**Exercise objective:** Reproduce verbatim the lines of the records that start with the line containing "Guideline: mark the jersey" and end with the line containing "[[111, 186]]", including both of those lines.

**Data provided:**

--- BEGIN ---

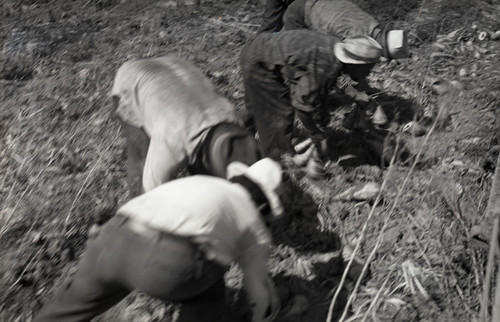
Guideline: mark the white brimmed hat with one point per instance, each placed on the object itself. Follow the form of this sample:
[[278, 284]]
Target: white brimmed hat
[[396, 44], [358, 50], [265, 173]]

--- END ---
--- BEGIN ---

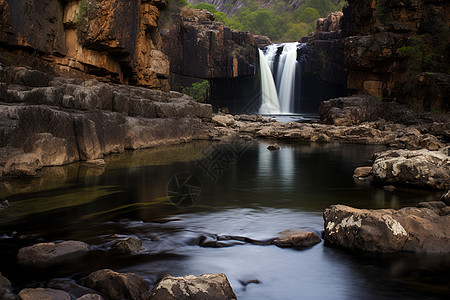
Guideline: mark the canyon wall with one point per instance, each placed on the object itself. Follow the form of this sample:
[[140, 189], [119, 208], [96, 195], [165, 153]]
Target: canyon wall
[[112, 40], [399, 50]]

--- END ---
--- BEGIN ---

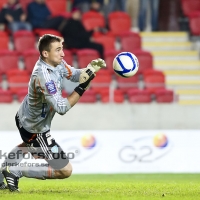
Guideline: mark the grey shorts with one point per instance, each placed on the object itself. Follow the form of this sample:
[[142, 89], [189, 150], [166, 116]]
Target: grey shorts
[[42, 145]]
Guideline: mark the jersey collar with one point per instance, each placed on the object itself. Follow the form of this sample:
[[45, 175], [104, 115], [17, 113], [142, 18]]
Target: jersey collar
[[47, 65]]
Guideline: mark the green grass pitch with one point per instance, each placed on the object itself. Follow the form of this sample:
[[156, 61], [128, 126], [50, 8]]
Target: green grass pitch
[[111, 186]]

--- END ---

**Final result:**
Guideline: mark the jersey collar with one point per instance, each placed on the object itself. Follow the form of this sample:
[[45, 175], [104, 115], [17, 113], [142, 18]]
Target: jersey collar
[[47, 65]]
Guideline: mark the green grass pitch with one point per instance, each placed on the object itself. Follow the form of this sample:
[[156, 61], [128, 126], [50, 8]]
Target: green grass pitch
[[111, 186]]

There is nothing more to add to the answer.